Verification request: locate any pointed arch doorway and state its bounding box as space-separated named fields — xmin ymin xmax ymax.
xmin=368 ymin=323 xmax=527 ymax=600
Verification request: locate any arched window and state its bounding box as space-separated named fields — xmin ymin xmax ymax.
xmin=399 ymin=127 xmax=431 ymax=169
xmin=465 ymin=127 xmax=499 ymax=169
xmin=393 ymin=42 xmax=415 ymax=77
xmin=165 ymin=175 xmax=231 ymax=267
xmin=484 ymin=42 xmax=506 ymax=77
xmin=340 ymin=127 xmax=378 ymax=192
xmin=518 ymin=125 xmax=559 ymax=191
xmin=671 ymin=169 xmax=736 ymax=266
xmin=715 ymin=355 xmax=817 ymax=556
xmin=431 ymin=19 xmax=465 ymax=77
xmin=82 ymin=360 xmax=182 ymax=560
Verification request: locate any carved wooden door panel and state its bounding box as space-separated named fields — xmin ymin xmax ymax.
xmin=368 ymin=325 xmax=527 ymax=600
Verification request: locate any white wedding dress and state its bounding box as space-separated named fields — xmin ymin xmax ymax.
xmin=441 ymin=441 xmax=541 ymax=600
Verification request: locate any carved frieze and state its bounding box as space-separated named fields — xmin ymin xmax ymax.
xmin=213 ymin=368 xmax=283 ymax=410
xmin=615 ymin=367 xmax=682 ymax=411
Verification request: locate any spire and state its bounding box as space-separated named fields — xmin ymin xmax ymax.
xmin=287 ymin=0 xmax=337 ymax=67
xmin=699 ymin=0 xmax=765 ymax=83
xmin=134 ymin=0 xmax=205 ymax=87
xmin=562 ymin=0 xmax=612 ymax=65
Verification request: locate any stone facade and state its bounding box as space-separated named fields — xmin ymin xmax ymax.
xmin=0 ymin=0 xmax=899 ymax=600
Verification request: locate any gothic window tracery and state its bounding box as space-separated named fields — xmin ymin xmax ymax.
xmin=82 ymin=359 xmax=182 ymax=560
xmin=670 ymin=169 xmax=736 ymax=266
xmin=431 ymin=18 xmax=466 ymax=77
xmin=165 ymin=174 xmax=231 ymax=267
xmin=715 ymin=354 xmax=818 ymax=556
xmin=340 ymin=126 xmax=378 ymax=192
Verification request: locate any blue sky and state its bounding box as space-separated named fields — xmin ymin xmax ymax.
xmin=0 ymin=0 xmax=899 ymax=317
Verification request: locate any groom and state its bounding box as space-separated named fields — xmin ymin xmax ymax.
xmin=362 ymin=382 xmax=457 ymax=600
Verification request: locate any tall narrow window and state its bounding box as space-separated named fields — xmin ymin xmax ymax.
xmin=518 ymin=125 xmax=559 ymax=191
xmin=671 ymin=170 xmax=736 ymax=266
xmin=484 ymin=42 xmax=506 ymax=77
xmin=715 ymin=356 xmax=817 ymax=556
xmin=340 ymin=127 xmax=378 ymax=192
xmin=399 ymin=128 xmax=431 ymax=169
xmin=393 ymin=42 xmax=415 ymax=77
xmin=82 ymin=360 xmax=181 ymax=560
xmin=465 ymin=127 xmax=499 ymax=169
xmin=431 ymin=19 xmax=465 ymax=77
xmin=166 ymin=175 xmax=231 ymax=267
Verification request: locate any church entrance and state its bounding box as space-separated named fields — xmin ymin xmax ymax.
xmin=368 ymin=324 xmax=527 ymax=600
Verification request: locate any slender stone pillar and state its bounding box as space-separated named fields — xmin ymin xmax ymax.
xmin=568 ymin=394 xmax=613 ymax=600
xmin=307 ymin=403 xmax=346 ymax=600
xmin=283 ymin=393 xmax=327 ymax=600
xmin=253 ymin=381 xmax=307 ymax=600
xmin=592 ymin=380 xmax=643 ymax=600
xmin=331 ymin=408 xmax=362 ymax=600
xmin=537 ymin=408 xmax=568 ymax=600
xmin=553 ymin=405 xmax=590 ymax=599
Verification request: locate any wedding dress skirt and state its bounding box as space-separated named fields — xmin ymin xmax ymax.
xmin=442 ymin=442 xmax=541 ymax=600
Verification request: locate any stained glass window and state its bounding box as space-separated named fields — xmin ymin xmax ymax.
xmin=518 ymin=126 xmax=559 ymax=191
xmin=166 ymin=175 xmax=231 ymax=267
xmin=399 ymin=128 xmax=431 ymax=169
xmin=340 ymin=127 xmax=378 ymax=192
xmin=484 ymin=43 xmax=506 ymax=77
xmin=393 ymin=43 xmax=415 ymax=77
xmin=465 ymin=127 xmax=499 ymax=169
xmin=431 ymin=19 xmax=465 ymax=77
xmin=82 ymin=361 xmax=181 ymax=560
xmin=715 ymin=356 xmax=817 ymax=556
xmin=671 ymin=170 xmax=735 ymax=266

============================================================

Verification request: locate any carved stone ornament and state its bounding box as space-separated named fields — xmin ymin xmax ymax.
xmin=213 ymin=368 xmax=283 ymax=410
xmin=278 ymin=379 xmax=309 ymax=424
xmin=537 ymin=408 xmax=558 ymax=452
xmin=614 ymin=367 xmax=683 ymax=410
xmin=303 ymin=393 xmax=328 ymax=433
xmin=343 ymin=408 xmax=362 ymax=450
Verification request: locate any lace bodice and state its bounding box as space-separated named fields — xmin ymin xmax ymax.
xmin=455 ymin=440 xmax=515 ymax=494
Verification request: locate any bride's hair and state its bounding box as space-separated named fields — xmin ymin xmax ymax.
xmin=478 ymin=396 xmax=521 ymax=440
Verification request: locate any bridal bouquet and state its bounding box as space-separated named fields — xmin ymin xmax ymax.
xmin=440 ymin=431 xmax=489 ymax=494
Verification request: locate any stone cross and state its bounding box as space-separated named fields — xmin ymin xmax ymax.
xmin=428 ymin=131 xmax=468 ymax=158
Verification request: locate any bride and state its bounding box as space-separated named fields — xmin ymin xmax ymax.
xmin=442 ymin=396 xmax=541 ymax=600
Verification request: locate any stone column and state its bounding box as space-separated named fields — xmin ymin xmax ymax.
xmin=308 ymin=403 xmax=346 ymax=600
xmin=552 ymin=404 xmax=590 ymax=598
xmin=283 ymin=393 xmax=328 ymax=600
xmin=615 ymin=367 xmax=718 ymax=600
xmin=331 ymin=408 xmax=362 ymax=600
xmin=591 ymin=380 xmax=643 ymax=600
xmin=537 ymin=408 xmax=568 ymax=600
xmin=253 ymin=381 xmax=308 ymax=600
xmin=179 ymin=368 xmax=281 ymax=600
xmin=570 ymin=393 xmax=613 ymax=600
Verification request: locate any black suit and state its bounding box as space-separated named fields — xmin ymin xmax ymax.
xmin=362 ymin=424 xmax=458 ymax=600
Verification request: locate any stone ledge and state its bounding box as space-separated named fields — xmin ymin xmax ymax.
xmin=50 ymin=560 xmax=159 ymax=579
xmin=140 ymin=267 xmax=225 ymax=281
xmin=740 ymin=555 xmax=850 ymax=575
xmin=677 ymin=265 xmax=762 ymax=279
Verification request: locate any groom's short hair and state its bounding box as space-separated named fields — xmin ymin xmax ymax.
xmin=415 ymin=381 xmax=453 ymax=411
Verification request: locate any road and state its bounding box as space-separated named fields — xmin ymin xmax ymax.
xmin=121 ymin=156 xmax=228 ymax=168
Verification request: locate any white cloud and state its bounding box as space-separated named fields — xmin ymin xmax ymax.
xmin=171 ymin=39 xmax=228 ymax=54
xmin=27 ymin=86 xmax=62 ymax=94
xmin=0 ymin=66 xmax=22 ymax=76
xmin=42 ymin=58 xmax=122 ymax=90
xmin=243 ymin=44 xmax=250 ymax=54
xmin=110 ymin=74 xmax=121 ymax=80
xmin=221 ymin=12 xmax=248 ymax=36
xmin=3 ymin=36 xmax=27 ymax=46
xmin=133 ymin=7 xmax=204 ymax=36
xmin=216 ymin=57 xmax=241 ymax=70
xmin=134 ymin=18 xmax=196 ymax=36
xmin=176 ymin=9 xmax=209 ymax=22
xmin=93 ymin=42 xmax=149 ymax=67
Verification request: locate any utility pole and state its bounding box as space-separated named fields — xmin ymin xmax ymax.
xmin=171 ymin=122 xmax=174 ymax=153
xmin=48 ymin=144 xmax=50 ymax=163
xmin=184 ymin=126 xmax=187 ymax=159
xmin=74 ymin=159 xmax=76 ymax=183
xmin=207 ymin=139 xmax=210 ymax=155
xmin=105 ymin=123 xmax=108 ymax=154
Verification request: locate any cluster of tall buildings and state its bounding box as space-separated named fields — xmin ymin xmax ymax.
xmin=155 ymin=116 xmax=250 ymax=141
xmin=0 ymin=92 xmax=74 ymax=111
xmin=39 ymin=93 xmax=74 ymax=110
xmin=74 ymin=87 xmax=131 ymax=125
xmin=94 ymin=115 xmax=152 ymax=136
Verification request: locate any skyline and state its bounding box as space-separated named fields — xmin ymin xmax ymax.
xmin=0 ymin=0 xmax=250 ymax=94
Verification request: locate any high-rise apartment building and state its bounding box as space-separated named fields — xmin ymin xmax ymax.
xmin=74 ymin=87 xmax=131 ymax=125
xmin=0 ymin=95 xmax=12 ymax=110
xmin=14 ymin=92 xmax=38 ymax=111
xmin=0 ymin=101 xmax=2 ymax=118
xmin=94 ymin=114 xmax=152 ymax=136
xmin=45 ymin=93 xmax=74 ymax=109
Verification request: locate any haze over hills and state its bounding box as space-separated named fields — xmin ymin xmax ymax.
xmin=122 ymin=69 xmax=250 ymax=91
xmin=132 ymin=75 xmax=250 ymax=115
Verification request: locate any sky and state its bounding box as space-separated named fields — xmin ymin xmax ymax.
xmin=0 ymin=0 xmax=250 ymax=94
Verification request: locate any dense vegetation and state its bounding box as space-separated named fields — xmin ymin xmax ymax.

============================================================

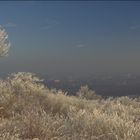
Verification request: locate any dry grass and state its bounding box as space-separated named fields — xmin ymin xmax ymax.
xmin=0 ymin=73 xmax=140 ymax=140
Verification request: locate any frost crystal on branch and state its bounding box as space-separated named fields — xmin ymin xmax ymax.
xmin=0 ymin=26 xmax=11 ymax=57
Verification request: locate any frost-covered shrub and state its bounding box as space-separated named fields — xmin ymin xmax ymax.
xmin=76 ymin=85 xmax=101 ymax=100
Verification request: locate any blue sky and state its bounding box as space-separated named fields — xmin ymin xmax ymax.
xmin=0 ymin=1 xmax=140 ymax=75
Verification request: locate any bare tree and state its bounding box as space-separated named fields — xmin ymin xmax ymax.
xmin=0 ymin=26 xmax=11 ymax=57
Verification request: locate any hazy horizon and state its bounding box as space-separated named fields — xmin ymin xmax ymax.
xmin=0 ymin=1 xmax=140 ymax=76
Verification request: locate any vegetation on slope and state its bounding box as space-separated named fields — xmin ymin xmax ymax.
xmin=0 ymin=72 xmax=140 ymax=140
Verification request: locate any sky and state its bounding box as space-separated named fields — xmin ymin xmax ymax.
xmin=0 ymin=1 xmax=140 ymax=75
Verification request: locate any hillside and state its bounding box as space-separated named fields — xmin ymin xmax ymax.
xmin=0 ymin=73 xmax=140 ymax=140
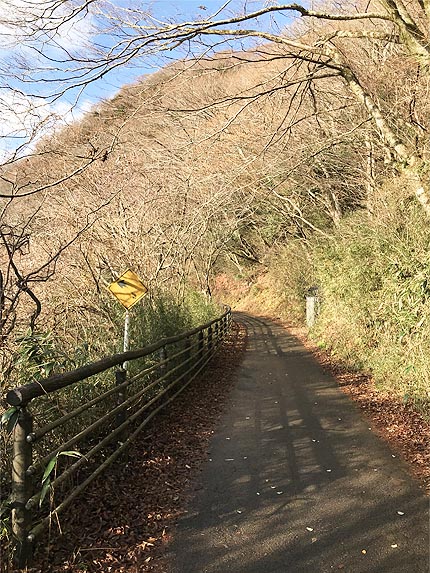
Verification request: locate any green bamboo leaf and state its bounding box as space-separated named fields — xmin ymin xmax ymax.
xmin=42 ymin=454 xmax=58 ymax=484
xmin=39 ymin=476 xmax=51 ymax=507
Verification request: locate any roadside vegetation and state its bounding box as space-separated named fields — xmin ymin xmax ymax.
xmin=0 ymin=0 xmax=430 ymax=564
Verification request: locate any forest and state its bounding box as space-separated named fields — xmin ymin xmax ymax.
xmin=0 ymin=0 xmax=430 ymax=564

============================================================

EXERCISE DIRECTIONS: Extract each line of the data above that contains the word "white". Treat uppercase and lowercase letters as different.

ANSWER TO THE EXERCISE:
Verification request: locate any white wedding dress and state its bounding box as space-separated named fields — xmin ymin xmax ymax.
Verification request: locate any white cloud and state its bounding box as space-separated named fields — xmin ymin xmax ymax.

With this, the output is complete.